Problem to work on | Can you continue the passage about Rex Whistler's mural at Plas Newydd, picking up after its final sentence and ignoring the data that follows it?

Reading text |
-------

Plas Newydd, Anglesey

NT 1175991

Caption

This ambitious and fantastical mural, over 17.5 metres long, was designed as an imaginary view from the windows of Plas Newydd House in Wales, the country seat of Charles Paget, 6th Marquess of Anglesey (1885–1947). Paget commissioned the work (intended for his recently created dining room) in 1936 from the artist Rex Whistler (1905–44), a master of complex compositions that could deceive the eye. This European fantasy landscape encourages us to think we are standing at the edge of the sea on a paved promenade looking onto a stone jetty. In the distance is an impressive coastal town featuring Roman and baroque architecture, along with identifiable British buildings that unfold in dizzying urban confusion, all backed by the mountains of Snowdonia. This playful scene was one of Whistler’s great masterpieces, and he included a portrait of himself as a gardener with broom in hand (at the far end of the left-hand arcade).

-------

Dataset extract |

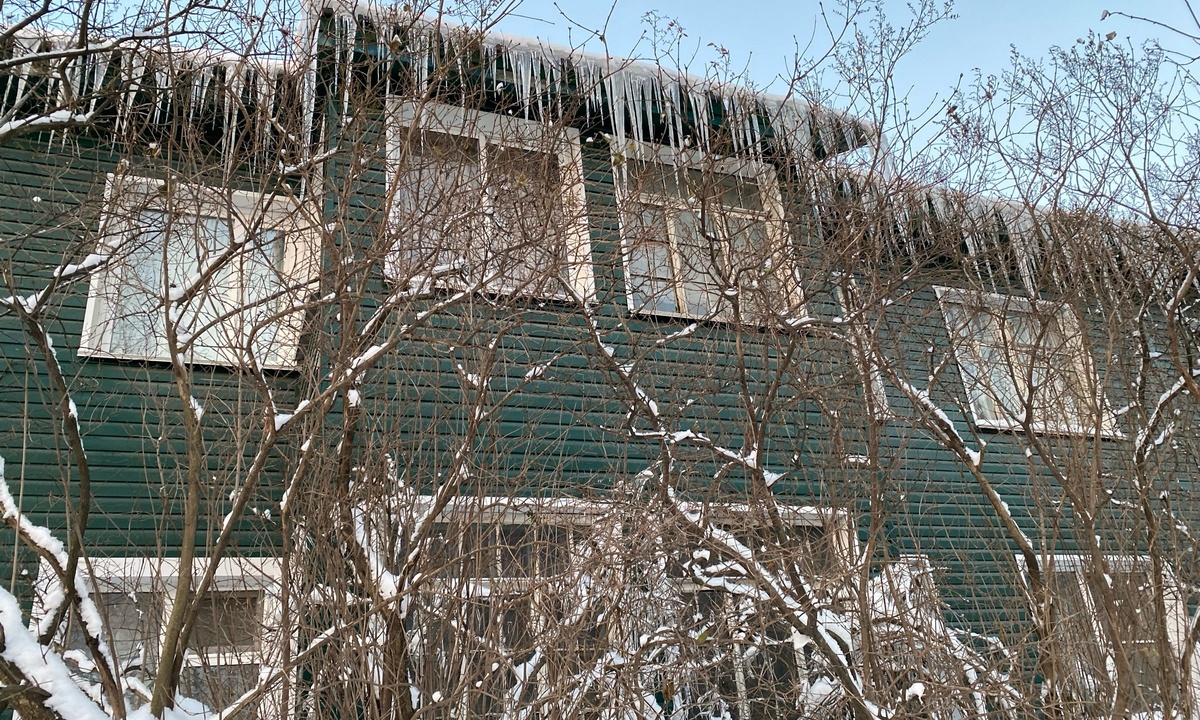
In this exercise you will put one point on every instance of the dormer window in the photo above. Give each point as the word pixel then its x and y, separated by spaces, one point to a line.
pixel 703 239
pixel 1024 361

-------

Response to this exercise |
Summary

Oil painting on canvas laid down on plaster, Capriccio of a Mediterranean Seaport with British and Italian Buildings, the Mountains of Snowdonia, and a Self-portrait wielding a Broom (Plas Newydd Dining Room Mural) by Rex Whistler (Eltham 1905 - Normandy 1944), circa 1936-37. A romantic coastal scene with a capriccio view; an imaginary scene with many architectural and personal references, including St Martin-in-the-Fields, Trajan's Column, the Round Tower at Windsor; and family referencess, including bulldogs, a pug, spectacles and a cello.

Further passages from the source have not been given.